►

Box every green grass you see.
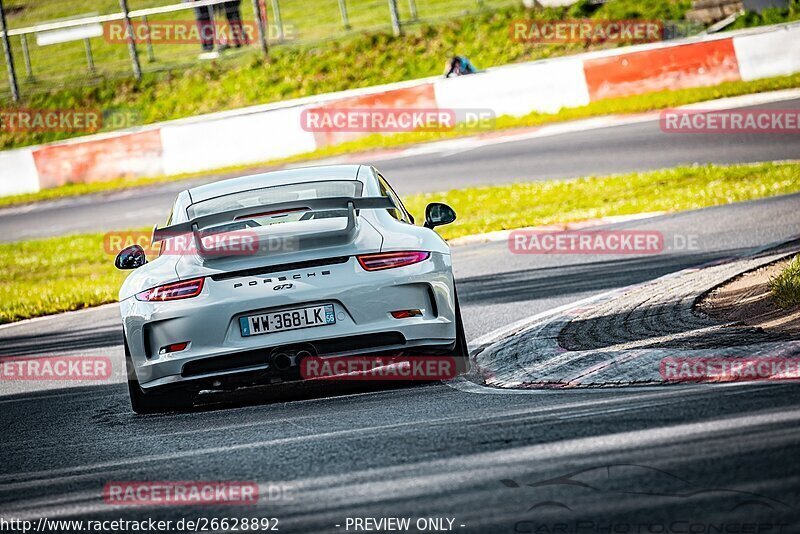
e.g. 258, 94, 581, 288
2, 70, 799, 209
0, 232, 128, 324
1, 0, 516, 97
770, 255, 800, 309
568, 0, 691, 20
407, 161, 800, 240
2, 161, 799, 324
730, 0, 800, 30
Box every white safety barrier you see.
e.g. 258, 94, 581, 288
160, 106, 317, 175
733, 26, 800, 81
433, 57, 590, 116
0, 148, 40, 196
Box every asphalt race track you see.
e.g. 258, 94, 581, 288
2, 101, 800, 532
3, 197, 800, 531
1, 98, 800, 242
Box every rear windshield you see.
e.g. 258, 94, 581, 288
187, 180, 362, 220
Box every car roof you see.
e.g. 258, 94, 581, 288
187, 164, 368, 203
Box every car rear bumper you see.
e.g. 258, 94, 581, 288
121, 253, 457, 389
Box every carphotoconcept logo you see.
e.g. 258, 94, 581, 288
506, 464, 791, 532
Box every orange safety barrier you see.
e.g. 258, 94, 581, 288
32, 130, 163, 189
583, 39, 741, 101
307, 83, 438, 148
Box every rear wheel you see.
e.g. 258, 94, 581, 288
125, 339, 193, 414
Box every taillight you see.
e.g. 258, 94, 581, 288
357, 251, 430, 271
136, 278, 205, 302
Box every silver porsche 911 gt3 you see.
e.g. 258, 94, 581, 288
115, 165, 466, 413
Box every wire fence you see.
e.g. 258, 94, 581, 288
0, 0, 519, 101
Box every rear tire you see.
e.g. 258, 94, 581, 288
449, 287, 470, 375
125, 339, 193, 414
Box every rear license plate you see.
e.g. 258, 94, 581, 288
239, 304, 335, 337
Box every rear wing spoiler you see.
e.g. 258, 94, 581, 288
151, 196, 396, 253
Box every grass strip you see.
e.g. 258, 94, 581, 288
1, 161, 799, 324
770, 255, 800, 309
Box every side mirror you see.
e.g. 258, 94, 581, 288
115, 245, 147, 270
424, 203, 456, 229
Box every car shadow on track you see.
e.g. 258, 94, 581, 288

◄

Problem >> Find the string "track" in the entries above and return each line that holds it.

Solution >>
Box every asphalt race track you see.
Box every car shadow on track you see.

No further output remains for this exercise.